--- Begin ---

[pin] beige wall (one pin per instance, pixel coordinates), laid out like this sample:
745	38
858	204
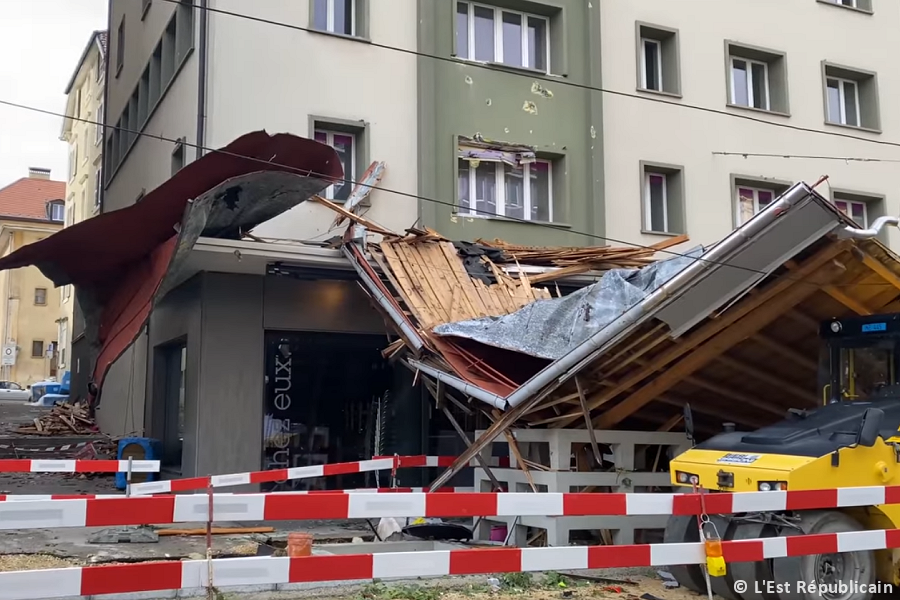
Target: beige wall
663	131
149	162
81	186
295	75
23	322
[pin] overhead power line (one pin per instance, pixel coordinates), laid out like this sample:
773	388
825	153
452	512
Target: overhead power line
550	79
308	173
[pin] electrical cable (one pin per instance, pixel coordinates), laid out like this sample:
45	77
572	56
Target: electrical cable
549	79
308	173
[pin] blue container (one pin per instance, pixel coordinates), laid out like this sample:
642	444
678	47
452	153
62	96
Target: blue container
152	450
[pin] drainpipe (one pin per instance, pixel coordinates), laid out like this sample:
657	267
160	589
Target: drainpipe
557	371
202	77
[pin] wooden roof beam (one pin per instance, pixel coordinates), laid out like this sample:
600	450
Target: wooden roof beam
771	293
808	395
783	351
749	325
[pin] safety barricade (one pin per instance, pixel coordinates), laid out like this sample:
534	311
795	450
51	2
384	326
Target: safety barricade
381	463
105	512
16	465
279	571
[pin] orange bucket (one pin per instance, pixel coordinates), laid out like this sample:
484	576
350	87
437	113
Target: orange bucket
299	544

--- End ---

### What the task asks
Present every line of the entries above as a Markdown table with two columns, Index for the row number and Text for the line, skipping any blank lines. Leave the pictures out of the table.

### Expected output
| Index | Text |
|---|---|
| 1 | [pin] beige wall (one pin per instance, pixel coordinates), laid out like this sample: |
| 2 | 745	38 |
| 3 | 858	204 |
| 4 | Target: beige wall |
| 5 | 663	131 |
| 6 | 149	162 |
| 7 | 81	186 |
| 8 | 295	75 |
| 9 | 23	322 |
| 10 | [pin] overhead power line (one pin per instance, pixel coordinates), laid out like this sample: |
| 11 | 773	388 |
| 12 | 825	153 |
| 13 | 452	512 |
| 14 | Target: overhead power line |
| 15 | 550	79 |
| 16 | 308	173 |
| 17 | [pin] electrical cable (one pin per instance, pixel coordinates), laid out like this sample: |
| 18 | 45	77 |
| 19 | 572	56 |
| 20 | Target: electrical cable |
| 21 | 549	79 |
| 22 | 308	173 |
| 23 | [pin] blue container (one pin per instance, pixel coordinates), laid out like this sample: |
| 24 | 642	444 |
| 25 | 678	47 |
| 26 | 452	153 |
| 27 | 62	96 |
| 28 | Target: blue container |
| 29 | 152	450 |
| 30 | [pin] drainpipe (one pin per instance, pixel coordinates), laid out like this sample: |
| 31 | 657	267 |
| 32 | 160	589 |
| 33 | Target: drainpipe |
| 34 | 557	371 |
| 35 | 202	77 |
| 36 | [pin] wooden roof beam (one pin per instance, pixel coordinates), laid out like this sample: |
| 37 | 600	450 |
| 38 | Target: wooden roof beam |
| 39 | 771	293 |
| 40 | 808	395 |
| 41 | 783	351 |
| 42 | 749	325 |
| 43 | [pin] safety barricade (one pin per instance, pixel coordinates), laid out like this sample: |
| 44 | 534	311 |
| 45 | 795	450 |
| 46 | 51	2 |
| 47 | 384	326 |
| 48 | Target: safety barricade |
| 49 | 381	463 |
| 50 | 105	512 |
| 51 | 16	465 |
| 52 | 279	571 |
| 53 | [pin] orange bucket (one pin per instance, pixel coordinates), laid out like this sample: |
| 54 | 484	576 |
| 55 | 350	87 |
| 56 | 437	113 |
| 57 | Target: orange bucket |
| 58 | 299	544 |